### [Work instructions]
Copy out the records starting with the line containing "Exercise. Mark the sweater cuff" and going on through the end of the records, swapping every "smartphone" for "cell phone" and keeping everything else the same.

### [Exercise data]
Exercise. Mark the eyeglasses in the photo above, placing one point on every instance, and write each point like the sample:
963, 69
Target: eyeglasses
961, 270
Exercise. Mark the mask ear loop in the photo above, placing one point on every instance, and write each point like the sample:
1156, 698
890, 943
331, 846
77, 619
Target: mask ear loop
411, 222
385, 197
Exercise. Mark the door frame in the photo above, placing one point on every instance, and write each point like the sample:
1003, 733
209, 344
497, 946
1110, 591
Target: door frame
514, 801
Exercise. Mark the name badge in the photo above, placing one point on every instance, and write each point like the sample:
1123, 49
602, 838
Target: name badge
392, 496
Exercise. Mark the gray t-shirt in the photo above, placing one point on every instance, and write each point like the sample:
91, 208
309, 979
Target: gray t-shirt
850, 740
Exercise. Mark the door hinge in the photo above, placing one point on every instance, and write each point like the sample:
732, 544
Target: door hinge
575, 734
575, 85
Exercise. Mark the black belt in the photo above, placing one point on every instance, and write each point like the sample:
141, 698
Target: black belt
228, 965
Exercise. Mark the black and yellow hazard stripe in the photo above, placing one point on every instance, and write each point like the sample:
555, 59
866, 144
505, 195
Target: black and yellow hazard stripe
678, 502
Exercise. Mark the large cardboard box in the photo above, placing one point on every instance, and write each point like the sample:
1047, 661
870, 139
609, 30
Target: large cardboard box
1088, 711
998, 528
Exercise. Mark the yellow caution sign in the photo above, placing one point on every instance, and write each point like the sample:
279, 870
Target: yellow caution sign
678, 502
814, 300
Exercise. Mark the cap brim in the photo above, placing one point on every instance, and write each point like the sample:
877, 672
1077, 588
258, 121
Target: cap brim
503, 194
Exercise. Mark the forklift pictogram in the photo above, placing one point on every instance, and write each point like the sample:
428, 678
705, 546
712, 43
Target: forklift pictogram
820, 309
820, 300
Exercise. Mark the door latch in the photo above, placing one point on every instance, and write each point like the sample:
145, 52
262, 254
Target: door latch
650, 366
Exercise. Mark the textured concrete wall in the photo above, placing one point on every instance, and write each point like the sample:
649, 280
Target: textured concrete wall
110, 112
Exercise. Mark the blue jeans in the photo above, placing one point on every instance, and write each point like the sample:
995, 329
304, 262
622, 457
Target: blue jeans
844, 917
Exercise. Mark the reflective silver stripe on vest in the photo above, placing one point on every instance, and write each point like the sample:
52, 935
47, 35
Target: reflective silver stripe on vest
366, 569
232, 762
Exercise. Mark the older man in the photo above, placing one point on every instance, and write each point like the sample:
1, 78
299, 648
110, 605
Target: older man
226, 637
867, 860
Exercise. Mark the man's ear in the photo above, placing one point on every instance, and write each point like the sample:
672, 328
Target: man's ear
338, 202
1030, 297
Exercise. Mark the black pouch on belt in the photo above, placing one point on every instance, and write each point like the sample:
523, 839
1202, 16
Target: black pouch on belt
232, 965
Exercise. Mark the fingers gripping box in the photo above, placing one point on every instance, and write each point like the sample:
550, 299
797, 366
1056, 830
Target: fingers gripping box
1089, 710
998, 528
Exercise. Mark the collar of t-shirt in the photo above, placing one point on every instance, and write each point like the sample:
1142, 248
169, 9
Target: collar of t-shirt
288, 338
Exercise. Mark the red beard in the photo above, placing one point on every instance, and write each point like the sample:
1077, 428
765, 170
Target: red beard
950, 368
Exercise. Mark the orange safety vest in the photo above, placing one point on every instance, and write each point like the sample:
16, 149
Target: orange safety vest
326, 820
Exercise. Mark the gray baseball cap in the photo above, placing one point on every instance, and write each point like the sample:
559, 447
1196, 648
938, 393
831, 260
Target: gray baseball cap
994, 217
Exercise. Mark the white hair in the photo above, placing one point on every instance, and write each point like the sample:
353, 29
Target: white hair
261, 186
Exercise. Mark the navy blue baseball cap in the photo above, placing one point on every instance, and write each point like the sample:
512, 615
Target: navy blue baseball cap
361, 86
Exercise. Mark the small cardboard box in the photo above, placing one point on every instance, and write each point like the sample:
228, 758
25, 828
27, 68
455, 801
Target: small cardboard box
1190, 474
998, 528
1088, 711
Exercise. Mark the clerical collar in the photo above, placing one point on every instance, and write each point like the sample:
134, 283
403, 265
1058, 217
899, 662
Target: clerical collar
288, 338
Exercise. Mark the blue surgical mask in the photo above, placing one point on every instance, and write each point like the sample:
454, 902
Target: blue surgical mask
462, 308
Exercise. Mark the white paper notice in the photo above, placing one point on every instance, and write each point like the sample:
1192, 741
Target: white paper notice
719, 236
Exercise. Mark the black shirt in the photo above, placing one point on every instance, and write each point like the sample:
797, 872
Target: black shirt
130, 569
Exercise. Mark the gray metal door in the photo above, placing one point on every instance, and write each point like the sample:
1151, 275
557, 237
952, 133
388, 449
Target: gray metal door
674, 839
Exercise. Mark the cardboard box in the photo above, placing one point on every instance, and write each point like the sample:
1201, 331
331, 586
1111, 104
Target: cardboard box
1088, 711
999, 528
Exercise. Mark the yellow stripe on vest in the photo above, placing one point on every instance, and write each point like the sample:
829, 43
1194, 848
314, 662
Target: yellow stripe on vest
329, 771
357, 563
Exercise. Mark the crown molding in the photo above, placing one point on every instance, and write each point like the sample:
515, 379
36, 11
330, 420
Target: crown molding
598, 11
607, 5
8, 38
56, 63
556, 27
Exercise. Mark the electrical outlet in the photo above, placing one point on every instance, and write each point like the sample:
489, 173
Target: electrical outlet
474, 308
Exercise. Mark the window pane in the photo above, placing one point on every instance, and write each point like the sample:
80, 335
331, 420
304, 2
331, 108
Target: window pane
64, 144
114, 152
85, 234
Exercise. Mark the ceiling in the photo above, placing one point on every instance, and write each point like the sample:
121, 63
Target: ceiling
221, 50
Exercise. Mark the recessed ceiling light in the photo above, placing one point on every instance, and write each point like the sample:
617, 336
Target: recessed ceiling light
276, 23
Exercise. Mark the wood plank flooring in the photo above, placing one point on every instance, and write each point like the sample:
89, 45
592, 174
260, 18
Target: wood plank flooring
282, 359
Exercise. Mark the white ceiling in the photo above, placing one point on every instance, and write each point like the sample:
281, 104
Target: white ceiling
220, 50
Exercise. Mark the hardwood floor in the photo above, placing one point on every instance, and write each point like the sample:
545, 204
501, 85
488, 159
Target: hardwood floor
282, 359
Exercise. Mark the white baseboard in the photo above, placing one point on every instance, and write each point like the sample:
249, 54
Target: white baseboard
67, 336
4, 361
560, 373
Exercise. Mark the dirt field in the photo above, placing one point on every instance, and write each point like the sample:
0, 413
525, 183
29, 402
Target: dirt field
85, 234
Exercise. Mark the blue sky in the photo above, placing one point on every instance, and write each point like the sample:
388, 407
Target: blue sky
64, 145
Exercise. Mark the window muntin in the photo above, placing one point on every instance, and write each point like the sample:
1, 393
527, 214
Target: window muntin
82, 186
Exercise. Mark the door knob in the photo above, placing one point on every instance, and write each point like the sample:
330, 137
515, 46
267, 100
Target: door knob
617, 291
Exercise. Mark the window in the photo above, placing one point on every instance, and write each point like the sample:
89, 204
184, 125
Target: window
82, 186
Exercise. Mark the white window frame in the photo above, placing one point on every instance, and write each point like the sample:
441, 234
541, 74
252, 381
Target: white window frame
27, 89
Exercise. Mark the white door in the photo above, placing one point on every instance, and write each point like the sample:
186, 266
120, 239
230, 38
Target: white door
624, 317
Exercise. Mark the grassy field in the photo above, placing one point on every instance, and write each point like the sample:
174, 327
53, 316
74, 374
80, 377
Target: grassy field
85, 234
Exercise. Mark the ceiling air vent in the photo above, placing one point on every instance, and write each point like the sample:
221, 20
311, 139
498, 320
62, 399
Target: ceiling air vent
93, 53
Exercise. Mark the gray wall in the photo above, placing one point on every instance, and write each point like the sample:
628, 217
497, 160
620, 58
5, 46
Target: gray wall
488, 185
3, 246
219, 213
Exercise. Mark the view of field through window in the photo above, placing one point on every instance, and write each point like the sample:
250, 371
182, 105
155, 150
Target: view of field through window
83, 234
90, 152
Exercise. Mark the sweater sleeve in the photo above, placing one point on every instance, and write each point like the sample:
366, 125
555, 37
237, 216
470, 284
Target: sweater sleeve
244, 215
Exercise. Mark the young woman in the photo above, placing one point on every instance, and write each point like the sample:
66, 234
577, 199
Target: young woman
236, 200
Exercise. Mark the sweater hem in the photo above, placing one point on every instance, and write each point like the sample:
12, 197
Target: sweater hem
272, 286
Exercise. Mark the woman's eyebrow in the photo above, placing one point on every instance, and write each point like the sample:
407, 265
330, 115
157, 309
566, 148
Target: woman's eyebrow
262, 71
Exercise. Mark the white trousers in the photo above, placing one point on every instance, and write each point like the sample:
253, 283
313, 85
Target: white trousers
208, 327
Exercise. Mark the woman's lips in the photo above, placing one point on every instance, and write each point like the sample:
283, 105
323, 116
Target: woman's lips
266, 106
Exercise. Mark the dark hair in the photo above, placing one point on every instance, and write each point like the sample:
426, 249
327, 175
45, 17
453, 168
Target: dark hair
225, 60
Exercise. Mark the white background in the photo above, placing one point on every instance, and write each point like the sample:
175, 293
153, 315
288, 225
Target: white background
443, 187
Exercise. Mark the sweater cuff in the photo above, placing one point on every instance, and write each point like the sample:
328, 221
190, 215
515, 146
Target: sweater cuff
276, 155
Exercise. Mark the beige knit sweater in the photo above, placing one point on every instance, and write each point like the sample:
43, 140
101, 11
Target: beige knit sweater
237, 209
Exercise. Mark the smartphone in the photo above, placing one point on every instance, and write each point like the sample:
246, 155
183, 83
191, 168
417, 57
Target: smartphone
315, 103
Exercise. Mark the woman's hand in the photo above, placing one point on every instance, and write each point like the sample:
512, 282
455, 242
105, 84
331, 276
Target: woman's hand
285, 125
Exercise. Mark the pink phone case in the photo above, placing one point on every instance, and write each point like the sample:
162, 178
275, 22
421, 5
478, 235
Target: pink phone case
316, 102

### [Correct output]
Exercise. Mark the sweater cuff in the photo above, placing one point on every instance, and write each point like the sample:
328, 221
190, 215
515, 146
Target: sweater cuff
276, 155
Exercise. Mark the beige knit sweater in the photo above, placing one point on every instance, and write each point like the sample:
43, 140
101, 11
Target: beige knit sweater
237, 209
Exercise. Mark the cell phone in the photo above, placing one point on every instance, and write each point like the sample:
246, 155
183, 83
191, 168
417, 57
Target: cell phone
315, 103
Exercise. Mark the woman's hand in the photo above, placing one point on every instance, and write each point like the sample:
512, 282
455, 242
105, 84
331, 276
Target: woman's hand
285, 125
Exercise. Mark the pink phone case in the photo above, placing one point on every instance, and write each point like the sample:
162, 178
275, 22
421, 5
478, 235
Target: pink phone case
316, 102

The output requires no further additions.